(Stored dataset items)
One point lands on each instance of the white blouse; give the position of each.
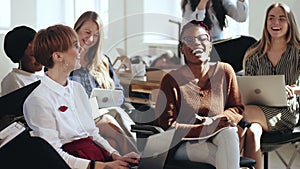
(236, 9)
(45, 116)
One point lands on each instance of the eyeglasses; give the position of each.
(191, 39)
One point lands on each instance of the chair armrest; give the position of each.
(146, 129)
(244, 123)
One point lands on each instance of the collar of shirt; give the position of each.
(59, 89)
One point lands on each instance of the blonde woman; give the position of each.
(276, 53)
(97, 72)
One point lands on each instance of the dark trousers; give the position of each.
(25, 151)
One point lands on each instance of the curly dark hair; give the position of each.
(217, 7)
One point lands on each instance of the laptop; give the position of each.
(156, 150)
(263, 90)
(106, 97)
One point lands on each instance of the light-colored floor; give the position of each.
(286, 151)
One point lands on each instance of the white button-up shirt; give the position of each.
(44, 115)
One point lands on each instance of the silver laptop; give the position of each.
(156, 150)
(106, 97)
(263, 90)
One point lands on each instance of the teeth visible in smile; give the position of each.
(198, 51)
(275, 28)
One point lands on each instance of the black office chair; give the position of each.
(271, 141)
(232, 51)
(144, 131)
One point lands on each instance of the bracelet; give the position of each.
(92, 164)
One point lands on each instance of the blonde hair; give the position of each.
(264, 44)
(98, 64)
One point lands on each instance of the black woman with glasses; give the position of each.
(202, 101)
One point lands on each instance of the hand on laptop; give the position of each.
(290, 90)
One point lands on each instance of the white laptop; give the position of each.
(156, 150)
(263, 90)
(106, 97)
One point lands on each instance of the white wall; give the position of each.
(127, 21)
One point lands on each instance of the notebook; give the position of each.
(263, 90)
(156, 150)
(106, 97)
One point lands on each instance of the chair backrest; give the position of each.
(12, 103)
(232, 51)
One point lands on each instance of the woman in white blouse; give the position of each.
(58, 110)
(213, 13)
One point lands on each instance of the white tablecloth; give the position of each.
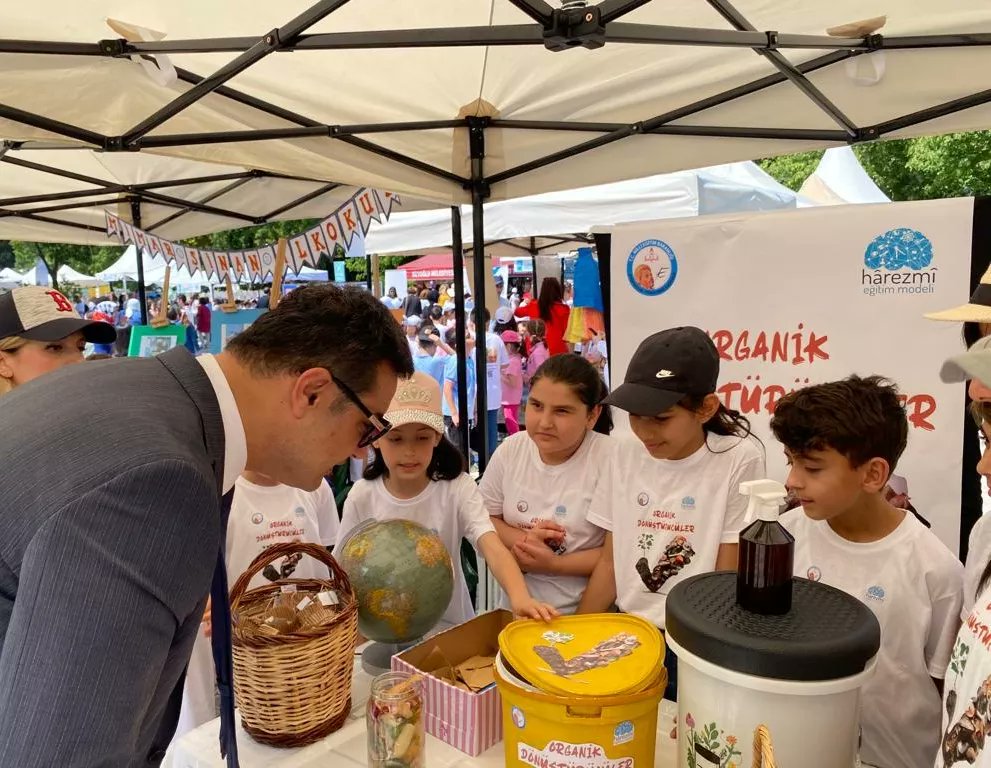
(347, 747)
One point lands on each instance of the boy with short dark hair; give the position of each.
(843, 440)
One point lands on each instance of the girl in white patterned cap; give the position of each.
(418, 475)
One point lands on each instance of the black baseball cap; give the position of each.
(666, 367)
(38, 313)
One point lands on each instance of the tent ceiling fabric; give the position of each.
(352, 110)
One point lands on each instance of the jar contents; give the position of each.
(394, 720)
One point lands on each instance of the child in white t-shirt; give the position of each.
(263, 513)
(419, 475)
(538, 486)
(671, 505)
(843, 440)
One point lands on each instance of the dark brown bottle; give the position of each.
(767, 553)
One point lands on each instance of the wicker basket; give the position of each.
(293, 689)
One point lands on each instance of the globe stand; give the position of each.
(376, 658)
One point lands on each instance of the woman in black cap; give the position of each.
(40, 331)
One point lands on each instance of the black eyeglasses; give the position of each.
(377, 426)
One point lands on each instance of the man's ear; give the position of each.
(876, 474)
(312, 388)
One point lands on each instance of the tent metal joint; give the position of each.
(113, 48)
(574, 28)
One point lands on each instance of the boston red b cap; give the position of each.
(43, 314)
(666, 367)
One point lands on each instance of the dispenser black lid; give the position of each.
(827, 635)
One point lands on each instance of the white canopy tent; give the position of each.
(559, 97)
(475, 100)
(556, 221)
(839, 179)
(126, 267)
(67, 274)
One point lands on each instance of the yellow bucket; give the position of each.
(569, 730)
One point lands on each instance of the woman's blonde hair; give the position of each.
(9, 344)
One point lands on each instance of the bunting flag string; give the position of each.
(353, 217)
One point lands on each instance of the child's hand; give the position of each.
(529, 608)
(547, 529)
(534, 556)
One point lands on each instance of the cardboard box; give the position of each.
(471, 722)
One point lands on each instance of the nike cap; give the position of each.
(666, 367)
(38, 313)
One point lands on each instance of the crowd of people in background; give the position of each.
(518, 338)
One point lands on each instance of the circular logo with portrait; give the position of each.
(652, 267)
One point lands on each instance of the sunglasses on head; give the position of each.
(376, 427)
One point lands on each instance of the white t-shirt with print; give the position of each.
(494, 346)
(520, 488)
(265, 515)
(260, 517)
(451, 508)
(966, 713)
(669, 517)
(912, 583)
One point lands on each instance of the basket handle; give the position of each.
(276, 551)
(763, 748)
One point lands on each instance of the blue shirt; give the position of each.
(451, 374)
(432, 366)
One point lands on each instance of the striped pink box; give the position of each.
(471, 722)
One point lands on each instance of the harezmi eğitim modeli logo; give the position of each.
(899, 261)
(652, 267)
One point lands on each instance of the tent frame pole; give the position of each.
(479, 193)
(142, 293)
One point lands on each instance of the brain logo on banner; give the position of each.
(652, 267)
(899, 261)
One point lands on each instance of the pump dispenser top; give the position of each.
(766, 498)
(767, 552)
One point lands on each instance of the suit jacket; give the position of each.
(110, 524)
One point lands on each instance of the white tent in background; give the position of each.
(31, 278)
(67, 274)
(9, 278)
(126, 267)
(840, 179)
(549, 221)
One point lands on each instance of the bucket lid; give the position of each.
(827, 635)
(604, 654)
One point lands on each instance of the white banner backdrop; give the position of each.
(801, 297)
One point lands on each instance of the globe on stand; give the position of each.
(403, 579)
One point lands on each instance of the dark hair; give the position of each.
(579, 374)
(345, 330)
(448, 463)
(725, 421)
(862, 418)
(551, 293)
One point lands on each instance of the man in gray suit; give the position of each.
(107, 547)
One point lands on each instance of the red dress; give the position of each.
(558, 324)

# GIVEN TASK:
Duplicate every item above verbatim, line for line, and omit the pictures from your output.

# COMPLETE RESPONSE:
One point lands on each instance of the white blouse; give the position of each.
(236, 9)
(45, 116)
One point lands on each instance of the eyeglasses; give the position of each.
(191, 39)
One point lands on each instance of the chair armrest; give the position of each.
(146, 129)
(244, 123)
One point lands on each instance of the collar of shirt; give the position of each.
(59, 89)
One point lands on each instance of the blonde woman; give the position of each.
(276, 53)
(97, 72)
One point lands on each instance of the dark trousers; give the position of each.
(25, 151)
One point lands on each instance of the curly dark hair; give the position of each.
(217, 7)
One point lands on each instance of the laptop; give the position of each.
(156, 150)
(263, 90)
(106, 97)
One point lands on each instance of the light-colored floor; give the position of each.
(286, 151)
One point lands on each instance of the white button-up shirt; give the position of each.
(44, 115)
One point lands on each instance of the silver laptop; give the position of each.
(156, 150)
(106, 97)
(263, 90)
One point lands on each instance of the teeth visible in smile; give the position of each.
(198, 51)
(275, 28)
One point lands on each instance of the black office chair; give the position of each.
(271, 141)
(232, 51)
(144, 131)
One point lands on each instance of the bracelet; give the position of each.
(92, 164)
One point lands on each instance of the blonde hair; give the position of each.
(264, 44)
(98, 64)
One point lands on each instance of the black woman with glasses; give the position of each.
(202, 101)
One point lands on each instance of the hand on laptop; give the position of each.
(290, 90)
One point lands on each instance of the white laptop; give the position of each.
(156, 150)
(263, 90)
(106, 97)
One point lands on each instance of the white wall; give the position of each.
(127, 21)
One point lands on each instance of the notebook; give the position of each.
(263, 90)
(156, 150)
(106, 97)
One point lands on each instance of the chair backrest; give the position of each.
(12, 103)
(232, 51)
One point lands on each instance of the woman in white blouse; give the position of each.
(58, 110)
(213, 13)
One point lands on each instance of the white tablecloth; give the position of each.
(347, 747)
One point lands on each instance of the boy with short dark hair; give the position of each.
(843, 440)
One point lands on each instance of the girl in white patterned cap; give the position of each.
(418, 475)
One point lands on each instance of the black baseball cap; give the position of each.
(666, 367)
(38, 313)
One point lands on each instance of the tent ceiling fabric; give the position of each.
(352, 110)
One point lands on each instance of the jar contents; give the position of each.
(394, 720)
One point lands on each instance of the child in white t-shirt; give the position of each.
(263, 513)
(419, 475)
(538, 486)
(671, 505)
(843, 440)
One point lands on each instance of the dark brown bottle; give the position of each.
(767, 553)
One point lands on each instance of the wicker basket; give the position of each.
(293, 689)
One point lands on each instance of the globe stand; give the position of each.
(376, 658)
One point lands on each instance of the woman in black cap; give the position of each.
(40, 331)
One point lands on each instance of the black eyeglasses; give the position of each.
(377, 426)
One point lands on each instance of the man's ear; give the position of each.
(876, 474)
(312, 388)
One point lands on each instance of the tent metal joint; give the position of each.
(113, 48)
(574, 28)
One point lands on each instance of the boston red b cap; give the position of each.
(43, 314)
(666, 367)
One point lands on each instance of the dispenser black lid; give the position of each.
(827, 635)
One point lands on each instance of the white canopy tent; give the position of each.
(559, 97)
(475, 100)
(556, 221)
(839, 179)
(126, 267)
(67, 274)
One point lands on each instance of the yellow bucket; give the position of each.
(569, 730)
One point lands on each instance of the woman's blonde hair; give the position of each.
(9, 344)
One point lands on each instance of the bunting flag string; give the position of each.
(353, 217)
One point lands on each instance of the child's hand; give the position of each.
(529, 608)
(547, 529)
(534, 556)
One point lands on each instance of the cardboard box; give the position of each.
(471, 722)
One point lands on each instance of the nike cap; give the position of each.
(666, 367)
(38, 313)
One point lands on each instance of the crowd of people in background; give the position of each.
(518, 338)
One point lands on each instance of the circular logo with portrait; give the position of each.
(652, 267)
One point lands on each instance of the sunglasses on head; give the position of each.
(376, 427)
One point lands on each instance of the white t-shirt with print; give the position of each.
(494, 346)
(520, 488)
(265, 515)
(260, 517)
(451, 508)
(966, 713)
(669, 517)
(912, 583)
One point lands on each instance of the basket handle; give the position of each.
(276, 551)
(763, 748)
One point lands on each instance of the blue shirt; give the position of each.
(451, 374)
(432, 366)
One point lands on each instance of the striped pink box; give the position of each.
(471, 722)
One point lands on each instance of the harezmi eğitim modeli logo; give the position of each.
(899, 261)
(652, 267)
One point lands on each instance of the tent frame pole; give the position of each.
(479, 193)
(142, 293)
One point lands on each instance of the brain logo on banner; give the position of each.
(652, 267)
(899, 261)
One point lands on each instance of the pump dispenser top; give the position of each.
(766, 498)
(767, 552)
One point lands on each instance of the suit jacket; give the position of each.
(110, 524)
One point lands on each instance of the white tent in background; give the position of each.
(31, 278)
(67, 274)
(9, 278)
(126, 267)
(840, 179)
(549, 221)
One point lands on each instance of the bucket lid; give the position of each.
(827, 635)
(604, 654)
One point lands on each instance of the white banner backdrop; give the position of each.
(801, 297)
One point lands on each instance of the globe on stand; give the position of each.
(403, 579)
One point lands on each instance of the dark hair; give the position of each.
(579, 374)
(345, 330)
(448, 463)
(725, 421)
(862, 418)
(551, 293)
One point lands on each instance of the man in gray suit; give the position of each.
(107, 547)
One point lands on each instance of the red dress; give the position of each.
(558, 324)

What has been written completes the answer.